Please count the lines in the material below that contain the word "water" and give only that number.

Extracted information:

┄┄┄┄┄┄

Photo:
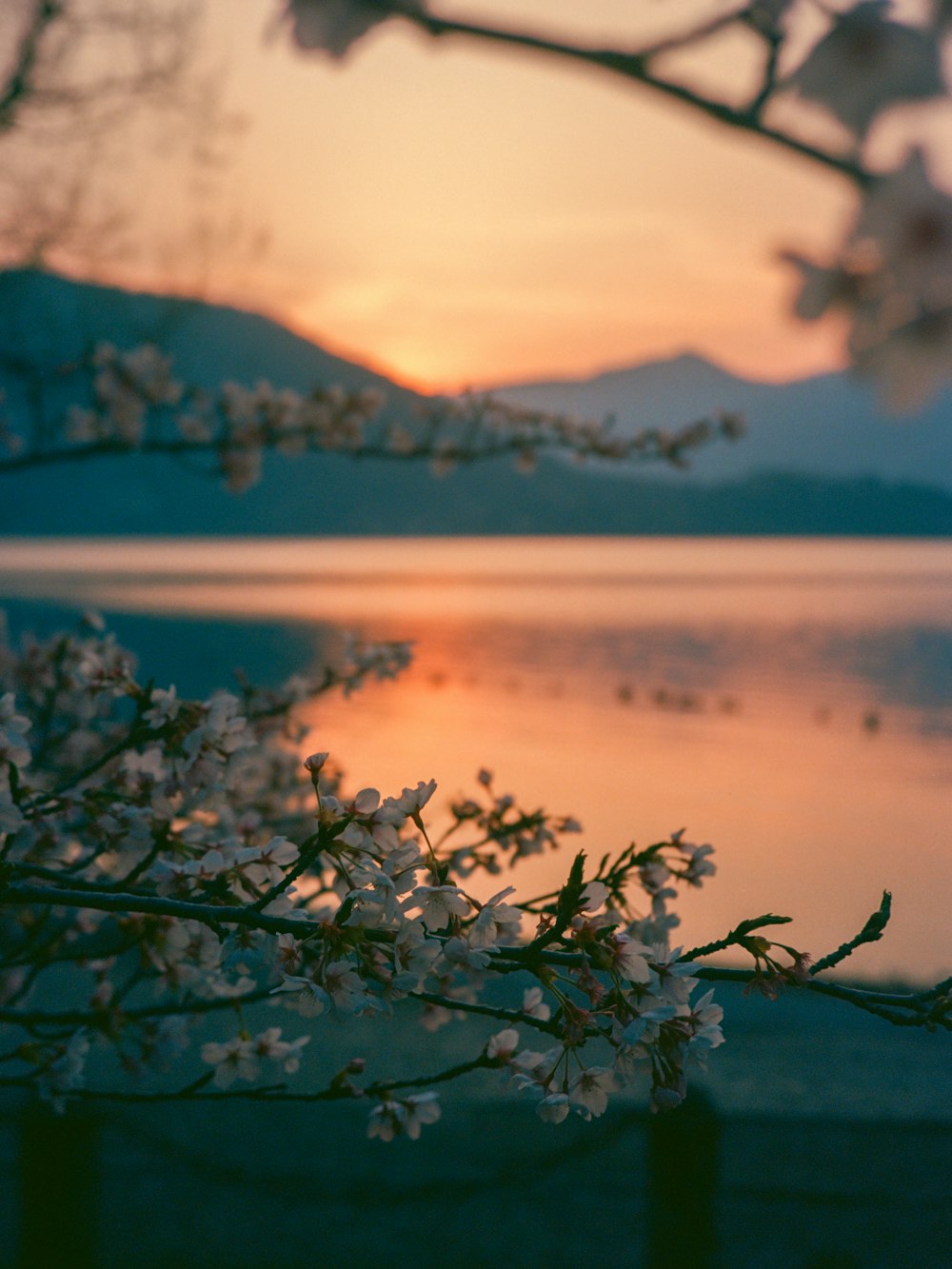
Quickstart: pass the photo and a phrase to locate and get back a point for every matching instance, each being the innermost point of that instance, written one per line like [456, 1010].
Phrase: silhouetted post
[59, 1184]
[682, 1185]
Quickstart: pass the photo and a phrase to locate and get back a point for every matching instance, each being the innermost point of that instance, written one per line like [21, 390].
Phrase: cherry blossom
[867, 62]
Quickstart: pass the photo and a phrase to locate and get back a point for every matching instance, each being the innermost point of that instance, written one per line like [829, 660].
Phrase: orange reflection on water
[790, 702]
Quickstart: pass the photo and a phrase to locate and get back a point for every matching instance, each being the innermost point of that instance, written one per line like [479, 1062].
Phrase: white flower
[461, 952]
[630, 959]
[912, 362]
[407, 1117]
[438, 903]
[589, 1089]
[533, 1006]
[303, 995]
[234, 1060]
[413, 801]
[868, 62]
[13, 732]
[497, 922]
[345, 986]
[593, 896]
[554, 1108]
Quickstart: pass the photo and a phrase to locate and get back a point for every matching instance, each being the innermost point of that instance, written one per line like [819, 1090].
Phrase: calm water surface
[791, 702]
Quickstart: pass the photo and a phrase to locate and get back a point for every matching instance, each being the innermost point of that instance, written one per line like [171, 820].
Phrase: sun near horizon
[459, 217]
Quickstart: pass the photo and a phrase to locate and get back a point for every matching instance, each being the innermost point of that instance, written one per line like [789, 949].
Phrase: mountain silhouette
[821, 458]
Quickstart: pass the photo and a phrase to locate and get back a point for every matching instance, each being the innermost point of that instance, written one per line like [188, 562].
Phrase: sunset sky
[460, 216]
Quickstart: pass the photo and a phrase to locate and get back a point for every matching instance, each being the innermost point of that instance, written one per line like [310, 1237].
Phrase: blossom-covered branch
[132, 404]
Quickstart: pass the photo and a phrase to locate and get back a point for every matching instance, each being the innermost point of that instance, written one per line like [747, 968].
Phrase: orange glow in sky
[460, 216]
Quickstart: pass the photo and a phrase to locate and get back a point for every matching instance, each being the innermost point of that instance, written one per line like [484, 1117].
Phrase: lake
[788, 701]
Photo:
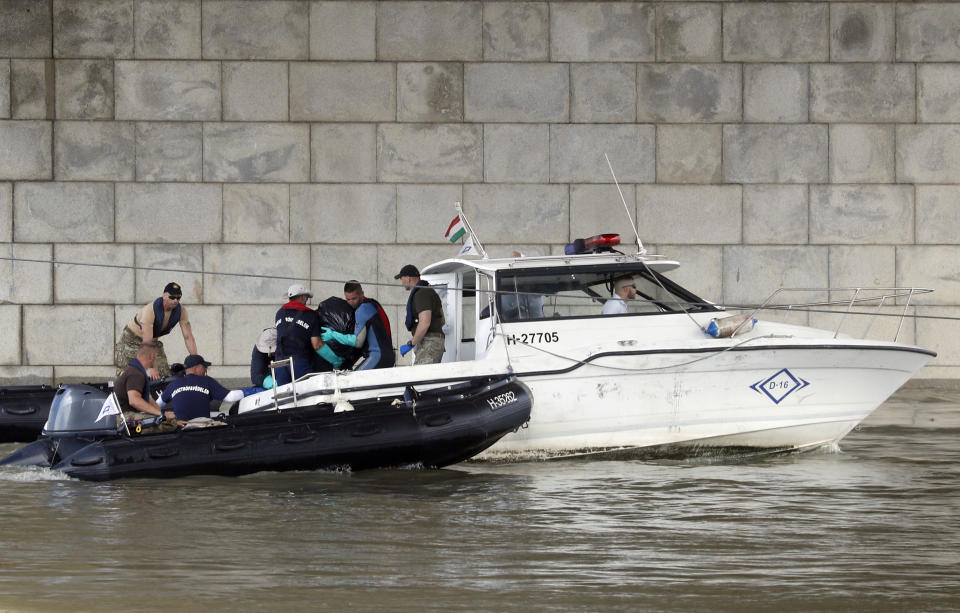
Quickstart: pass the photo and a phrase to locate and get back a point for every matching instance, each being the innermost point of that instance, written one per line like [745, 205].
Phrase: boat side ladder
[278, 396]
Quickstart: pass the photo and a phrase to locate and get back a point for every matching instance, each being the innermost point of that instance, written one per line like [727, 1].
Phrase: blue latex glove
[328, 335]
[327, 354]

┄┄┄┄┄┄

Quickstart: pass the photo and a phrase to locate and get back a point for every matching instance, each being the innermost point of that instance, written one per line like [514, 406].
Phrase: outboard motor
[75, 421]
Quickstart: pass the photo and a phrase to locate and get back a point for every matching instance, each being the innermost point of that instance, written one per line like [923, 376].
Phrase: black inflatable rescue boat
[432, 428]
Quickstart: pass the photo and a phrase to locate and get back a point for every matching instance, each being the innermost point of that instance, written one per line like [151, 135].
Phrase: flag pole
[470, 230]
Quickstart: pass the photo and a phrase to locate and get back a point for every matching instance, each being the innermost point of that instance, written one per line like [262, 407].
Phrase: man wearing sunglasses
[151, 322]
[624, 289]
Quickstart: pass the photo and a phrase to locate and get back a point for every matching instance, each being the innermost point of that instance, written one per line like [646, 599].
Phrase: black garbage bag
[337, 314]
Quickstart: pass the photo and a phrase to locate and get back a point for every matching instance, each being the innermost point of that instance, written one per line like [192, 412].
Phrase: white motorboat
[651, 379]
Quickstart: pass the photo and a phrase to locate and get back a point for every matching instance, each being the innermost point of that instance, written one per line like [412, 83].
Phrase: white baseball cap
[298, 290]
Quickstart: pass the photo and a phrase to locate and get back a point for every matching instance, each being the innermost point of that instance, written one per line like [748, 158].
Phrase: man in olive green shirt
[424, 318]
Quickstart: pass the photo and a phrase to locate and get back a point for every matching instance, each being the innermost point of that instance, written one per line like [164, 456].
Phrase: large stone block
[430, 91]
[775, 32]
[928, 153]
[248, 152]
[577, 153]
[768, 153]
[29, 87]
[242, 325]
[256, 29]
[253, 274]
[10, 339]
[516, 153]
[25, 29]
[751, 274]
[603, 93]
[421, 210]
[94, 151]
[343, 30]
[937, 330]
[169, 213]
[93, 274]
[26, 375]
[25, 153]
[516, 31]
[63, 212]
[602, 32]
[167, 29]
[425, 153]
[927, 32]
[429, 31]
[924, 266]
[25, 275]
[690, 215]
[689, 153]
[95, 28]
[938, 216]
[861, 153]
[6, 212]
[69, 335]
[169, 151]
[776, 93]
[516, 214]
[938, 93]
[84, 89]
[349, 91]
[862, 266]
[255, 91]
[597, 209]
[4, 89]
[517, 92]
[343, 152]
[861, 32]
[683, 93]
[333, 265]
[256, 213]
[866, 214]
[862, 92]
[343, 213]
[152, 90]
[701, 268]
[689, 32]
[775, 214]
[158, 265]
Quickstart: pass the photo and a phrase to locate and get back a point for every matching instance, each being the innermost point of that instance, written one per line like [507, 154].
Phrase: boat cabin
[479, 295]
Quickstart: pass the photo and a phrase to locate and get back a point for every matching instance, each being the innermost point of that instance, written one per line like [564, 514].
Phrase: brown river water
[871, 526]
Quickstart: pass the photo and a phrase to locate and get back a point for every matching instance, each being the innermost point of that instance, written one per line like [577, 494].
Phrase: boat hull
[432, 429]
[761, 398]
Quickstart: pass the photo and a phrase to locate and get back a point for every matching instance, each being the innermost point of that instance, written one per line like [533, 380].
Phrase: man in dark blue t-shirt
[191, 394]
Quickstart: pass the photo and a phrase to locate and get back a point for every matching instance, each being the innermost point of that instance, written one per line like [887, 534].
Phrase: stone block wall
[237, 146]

┄┄┄┄┄┄

Exercise solution: 3